→ **ENUNCIADO DA TAREFA**
Reproduza na íntegra, sem qualquer alteração, o texto abaixo sobre a encenação de «Sonho», de August Strindberg, nas Ruínas do Carmo.

→ **EXCERTO TRANSCRITO**
◆ ◆ ◆ ◆ ◆ ◆ ◆

É noite. Olho para cima e vejo um céu estrelado, aqui e ali algumas nuvens. Preparo-me para assistir a “Sonho” de August Strindberg encenado pelo António Pires.  Chega o mês de Agosto e, com ele, a habitual ocupação das Ruínas do Carmo por mais um trabalho do Teatro do Bairro.

O cenário representa várias janelas, portas, alçapões e escadas. Neles aparece a filha de Indra, Inês, interpelando o pai sobre o que é aquilo lá em baixo, na Terra. O que sentem aquelas pessoas? De que forma se relacionam? E as personagens começam a passar-nos pelos olhos – vão desfolhando páginas de um livro onírico; utópico talvez. Os sonhos que cada uma delas tem, a forma como outros se cruzam nos seus caminhos e, consequentemente, a forma como as nossas vivências vão alterando esses sonhos ou até como, quando realizados perdem parte da nuvem de beleza que os envolve.

◆ ◆ ◆ ◆ ◆ ◆ ◆

→ **MATERIAL RECOLHIDO**
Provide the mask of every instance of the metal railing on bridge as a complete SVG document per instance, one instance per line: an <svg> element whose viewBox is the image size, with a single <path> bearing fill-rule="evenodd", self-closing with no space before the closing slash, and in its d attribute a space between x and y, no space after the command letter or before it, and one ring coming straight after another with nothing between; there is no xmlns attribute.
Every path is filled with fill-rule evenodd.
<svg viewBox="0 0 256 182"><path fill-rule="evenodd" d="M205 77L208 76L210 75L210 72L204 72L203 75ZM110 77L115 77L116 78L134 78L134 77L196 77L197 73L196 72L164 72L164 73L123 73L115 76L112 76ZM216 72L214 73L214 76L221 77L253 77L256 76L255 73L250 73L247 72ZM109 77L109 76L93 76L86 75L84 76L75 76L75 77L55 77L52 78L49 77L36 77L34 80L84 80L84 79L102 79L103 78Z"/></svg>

◆ ◆ ◆ ◆ ◆ ◆ ◆

→ **RESULTADO FINAL**
É noite. Olho para cima e vejo um céu estrelado, aqui e ali algumas nuvens. Preparo-me para assistir a “Sonho” de August Strindberg encenado pelo António Pires.  Chega o mês de Agosto e, com ele, a habitual ocupação das Ruínas do Carmo por mais um trabalho do Teatro do Bairro.

O cenário representa várias janelas, portas, alçapões e escadas. Neles aparece a filha de Indra, Inês, interpelando o pai sobre o que é aquilo lá em baixo, na Terra. O que sentem aquelas pessoas? De que forma se relacionam? E as personagens começam a passar-nos pelos olhos – vão desfolhando páginas de um livro onírico; utópico talvez. Os sonhos que cada uma delas tem, a forma como outros se cruzam nos seus caminhos e, consequentemente, a forma como as nossas vivências vão alterando esses sonhos ou até como, quando realizados perdem parte da nuvem de beleza que os envolve.